[begin RECORDS FOR THIS TASK]

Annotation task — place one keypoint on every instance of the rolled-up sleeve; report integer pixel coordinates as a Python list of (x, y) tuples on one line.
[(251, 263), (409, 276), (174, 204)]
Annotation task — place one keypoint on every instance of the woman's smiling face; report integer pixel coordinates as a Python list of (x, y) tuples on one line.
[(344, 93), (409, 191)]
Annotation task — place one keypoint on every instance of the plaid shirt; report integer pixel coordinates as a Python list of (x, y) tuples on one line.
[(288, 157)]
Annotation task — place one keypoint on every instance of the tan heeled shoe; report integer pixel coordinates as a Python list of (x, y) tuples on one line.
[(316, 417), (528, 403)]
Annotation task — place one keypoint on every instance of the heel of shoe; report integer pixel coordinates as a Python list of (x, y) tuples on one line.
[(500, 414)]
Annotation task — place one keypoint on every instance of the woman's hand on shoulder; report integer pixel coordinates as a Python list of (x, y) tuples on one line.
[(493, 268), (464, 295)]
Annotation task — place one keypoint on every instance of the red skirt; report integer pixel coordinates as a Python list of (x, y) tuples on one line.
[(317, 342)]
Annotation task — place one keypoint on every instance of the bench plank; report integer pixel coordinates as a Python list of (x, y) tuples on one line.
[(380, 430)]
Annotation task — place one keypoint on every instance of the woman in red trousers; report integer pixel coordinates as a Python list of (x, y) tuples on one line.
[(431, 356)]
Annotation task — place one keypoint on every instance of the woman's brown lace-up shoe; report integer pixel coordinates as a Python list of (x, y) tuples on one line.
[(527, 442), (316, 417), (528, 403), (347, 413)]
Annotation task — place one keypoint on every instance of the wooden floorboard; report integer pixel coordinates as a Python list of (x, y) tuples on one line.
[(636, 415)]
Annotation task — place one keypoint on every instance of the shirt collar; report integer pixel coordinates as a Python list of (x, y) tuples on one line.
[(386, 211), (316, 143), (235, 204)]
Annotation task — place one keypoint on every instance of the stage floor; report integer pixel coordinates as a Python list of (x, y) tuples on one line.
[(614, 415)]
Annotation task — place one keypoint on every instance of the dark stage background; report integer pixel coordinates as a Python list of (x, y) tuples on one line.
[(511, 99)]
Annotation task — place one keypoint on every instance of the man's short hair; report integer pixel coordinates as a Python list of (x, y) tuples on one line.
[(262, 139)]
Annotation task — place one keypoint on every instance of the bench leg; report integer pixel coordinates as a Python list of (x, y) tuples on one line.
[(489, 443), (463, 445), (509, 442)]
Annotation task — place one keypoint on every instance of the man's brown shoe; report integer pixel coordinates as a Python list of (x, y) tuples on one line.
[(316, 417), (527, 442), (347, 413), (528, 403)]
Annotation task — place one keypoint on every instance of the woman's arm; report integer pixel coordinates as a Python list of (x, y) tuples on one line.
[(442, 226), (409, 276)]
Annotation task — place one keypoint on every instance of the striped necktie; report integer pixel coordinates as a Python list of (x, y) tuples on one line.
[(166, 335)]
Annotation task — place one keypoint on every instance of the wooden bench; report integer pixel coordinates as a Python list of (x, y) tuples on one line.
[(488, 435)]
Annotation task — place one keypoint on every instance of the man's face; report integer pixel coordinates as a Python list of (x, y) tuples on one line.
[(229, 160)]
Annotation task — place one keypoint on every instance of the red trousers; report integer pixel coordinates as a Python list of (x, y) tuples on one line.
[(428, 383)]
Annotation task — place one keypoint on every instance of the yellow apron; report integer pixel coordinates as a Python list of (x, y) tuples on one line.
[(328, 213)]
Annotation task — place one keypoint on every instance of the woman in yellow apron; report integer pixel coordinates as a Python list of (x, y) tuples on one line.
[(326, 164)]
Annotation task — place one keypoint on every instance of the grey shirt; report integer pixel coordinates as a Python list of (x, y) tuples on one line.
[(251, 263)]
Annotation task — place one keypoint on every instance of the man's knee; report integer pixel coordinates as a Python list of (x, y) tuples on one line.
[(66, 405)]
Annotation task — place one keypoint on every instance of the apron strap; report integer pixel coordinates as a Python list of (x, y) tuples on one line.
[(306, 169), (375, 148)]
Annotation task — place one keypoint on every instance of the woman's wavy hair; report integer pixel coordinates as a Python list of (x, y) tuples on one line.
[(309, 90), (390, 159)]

[end RECORDS FOR THIS TASK]

• SHORT TASK
Please repeat all of the entries above word for word, keeping them in the same order.

• OUTPUT FOR THIS EXERCISE
Annotation task — place one keypoint on every instance of the rolled-up sleeve; report integer pixel coordinates as a Python list of (x, y) tuples on one line.
[(251, 263), (409, 276), (174, 204)]
Annotation task — place one keypoint on every instance of the woman's smiling face; report integer pixel coordinates as a Python list of (x, y) tuples on one line.
[(344, 93), (409, 191)]
Annotation task — place one keypoint on every instance of the plaid shirt; report integer pixel coordinates as a Python list of (x, y) tuples on one line.
[(288, 157)]
Annotation task — place one keypoint on every instance of the tan heeled shoe; report integer pixel coordinates as a Python list of (x, y) tuples on one line.
[(316, 417), (528, 403)]
Annotation task — place one keypoint on every instance of the heel of shoe; report integer pixel coordinates as a Python list of (x, y) tuples on one line.
[(500, 414)]
Annotation task — place one keypoint on every instance of the woman's hand on shoulder; report integer pixel coordinates as a Python list of (x, y) tuples on one line.
[(493, 268), (464, 295)]
Annotation task — place one keypoint on every instance of the red skirt; report integer pixel coordinates as a Python list of (x, y) tuples on one line.
[(317, 342)]
Annotation task — place one keypoint on every instance of the bench plank; report integer pixel coordinates as a Python list of (x, y) tuples on one line.
[(380, 430)]
Annotation task — place one keypoint on every instance of the woman in red trousers; report integer pixel coordinates as a Python list of (x, y) tuples on one line.
[(431, 356)]
Annotation task — place one keypoint on every instance of the woman's brown lace-up shoe; report integer pixel coordinates as a Python list of (x, y) tuples on one line.
[(527, 442), (316, 417), (528, 403), (347, 413)]
Annotation task — place one keypoint on every instance of the wooden floorboard; report integer pixel coordinates as a Python list of (x, y) tuples on one line.
[(636, 415)]
Annotation task — place one keypoint on every instance of the shirt collar; report integer pixel coordinates as a Python list of (x, y) tuples on one line.
[(386, 211), (316, 143), (235, 204)]
Annotation task — place one keypoint on every instance of the stage floor; report integer pixel coordinates as a Python list of (x, y) tuples on one line.
[(614, 415)]
Annotation task — place one keypoint on every instance of the dark stage background; report integer pixel coordinates as a Python list of (x, y) tuples on one line.
[(511, 99)]
Annotation task — place one keypoint on every instance of the man's short hair; report integer pixel coordinates as a Python list of (x, y) tuples on one line.
[(262, 139)]
Annotation task — place one keypoint on every instance of the bench leg; report integer pixel coordinates as a Python list of (x, y) tuples on one line.
[(489, 443), (463, 445), (509, 442)]
Annotation task — place one keypoint on every instance of the man's brown shoe; report integer pixel coordinates as a Python list of (x, y) tuples on one line.
[(316, 417), (527, 442), (347, 413), (528, 403)]
Annotation task — place one keypoint on every instance of the woman's arm; report integer pixel coordinates as a Python list of (x, y) tuples on one line.
[(442, 226), (409, 276)]
Annotation task — place one keypoint on every instance of the striped necktie; report integer pixel coordinates as a Python list of (x, y) tuples on one line.
[(166, 335)]
Annotation task — place one keypoint on every instance of the wooden bench; report integer pixel coordinates as a Python list of (x, y) tuples on one line.
[(488, 435)]
Annotation task — place one keypoint on every instance of the man's face; report integer pixel coordinates as a Python list of (x, y) tuples on one line.
[(229, 160)]
Annotation task — place one keypoint on every instance of the red trousers; report integer pixel coordinates as a Python list of (x, y) tuples on one line.
[(428, 383)]
Annotation task — place one keypoint on every instance of the yellow apron; report integer pixel coordinates as a Python list of (x, y) tuples on one line.
[(328, 213)]
Annotation task — place one keypoint on every instance of the woman in yellow apron; report integer pixel coordinates as a Python list of (x, y) tuples on one line.
[(326, 164)]
Annotation task — place one keypoint on every instance of the grey shirt; report integer pixel coordinates as a Python list of (x, y) tuples on one line.
[(251, 263)]
Annotation task — place one keypoint on every instance of the man's knee; report integer pixel coordinates as a Python list of (x, y) tuples on one line.
[(66, 405)]
Annotation task — place one keypoint on every instance of the apron strap; report integer pixel coordinates as a Python list of (x, y) tuples on one line.
[(306, 169), (375, 148)]
Annotation task — place one keypoint on every instance of the woman's wavy hair; report integer pixel coordinates as a Python list of (x, y) tuples on one line.
[(309, 90), (390, 159)]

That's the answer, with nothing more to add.